**TEXT EXCERPT:**
** begin **
I was saying to Tom yesterday that it is no wonder so many teams drop out of Pi Wars in the first few months. Pi Wars is hard. There is no doubt about it, they are not called “Challenges” lightly. Over the last month or so I have been designing, redesigning, printing and reprinting parts for the Nerf Cannon. We could have gone down the route that lots of other teams have gone down and hacked a Nerf gun, But we chose not to. Those solutions are not elegant, they look ugly as hell, and are not going to win many points for Technical Merit. We chose to design and build a Nerf cannon entirely from scratch.
This was hard for two reasons. One, it meant having to learn a CAD program to enable custom built 3D printed parts to be manufactured. Our chosen software is Fusion 360 as it is extremely powerful and allows entire assemblies of multiple parts to be constructed with relative ease. I have gone from a complete beginner in Fusion 360 to a competent intermediate user in the last few months and I am now producing complicated multi-parts devices.
** end **
**STATED PROBLEM 1:**
Using the Pi Wars text above, decide whether each statement agrees with it. Answer yes or no for each and quote the exact words that settle it.
(a) The team built its Nerf cannon by hacking an existing Nerf gun.
(b) The team chose Fusion 360 as its CAD software.
(c) The writer was already an intermediate Fusion 360 user before the project began.
**STATED PROBLEM 2:**
Write the next part of the Pi Wars text, picking up right after its last sentence.

**DATA EXCERPT:**
** begin **
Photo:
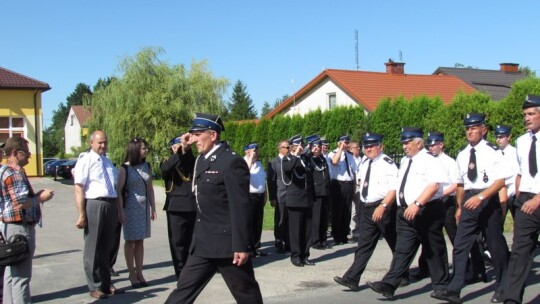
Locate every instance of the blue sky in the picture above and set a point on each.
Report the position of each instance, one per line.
(273, 47)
** end **
**WRITTEN RESPONSE 1:**
(a) No: "We chose to design and build a Nerf cannon entirely from scratch."
(b) Yes: "Our chosen software is Fusion 360"
(c) No: "I have gone from a complete beginner in Fusion 360 to a competent intermediate user in the last few months"

**WRITTEN RESPONSE 2:**
The recent iteration of the Nerf Cannon for the Duck Shoot challenge is made of 13 separate parts. Secondly, once a design is constructed, there are then rounds of testing, tweaking the design or even complete redesigns, reprinting modified parts and so on. Perhaps if I wasn’t such a perfectionist I would ‘make do’ with an inferior solution, but I am keen to get it right. All the work is made much harder as the bulk of the technical aspects of the robot build fall on my shoulders. Fitting time in to get stuff done is tricky.
For the maze challenge, we have used the usual ToF and ultrasonic sensors and the robot is solving the maze in a very respectable time. This one was a lot easier than expected.
Next, we are going to be working on a solution for the golf challenge. I have a few ideas in my head and parts are on the way. The Obstacle Course and Pi Noon will need minimal work apart from plenty of practice as these are manually controlled challenges. Although we may program in some automation if time allows.
The Straight Line Speed Test will be a lot more challenging with the addition of the narrow section in the centre. This will require either slowing down when it gets there or a very efficient centering algorithm. Somewhere Over The Rainbow may prove challenging, we have yet to see.
Finally, at the moment the robot is ugly. It is a basic chassis with a spaghetti mess of wires on top. I would really like to design a nice looking chassis where all of the electronics are hidden away. However, time is running out and this will have to wait until last. There are only 11 weeks left until the competition. Tick tock tick tock !!!
No technical points for Hacking a Nerf gun, depends on how you do it I suppose. Just putting the gun on top, maybe not. But ripping out the inners, creating a mount for the motors and magazine and designing and implementing a launch and aiming mechanism that is more compact that the original gun. It’s taken a few months so I hope it’s worth some points for technical merit!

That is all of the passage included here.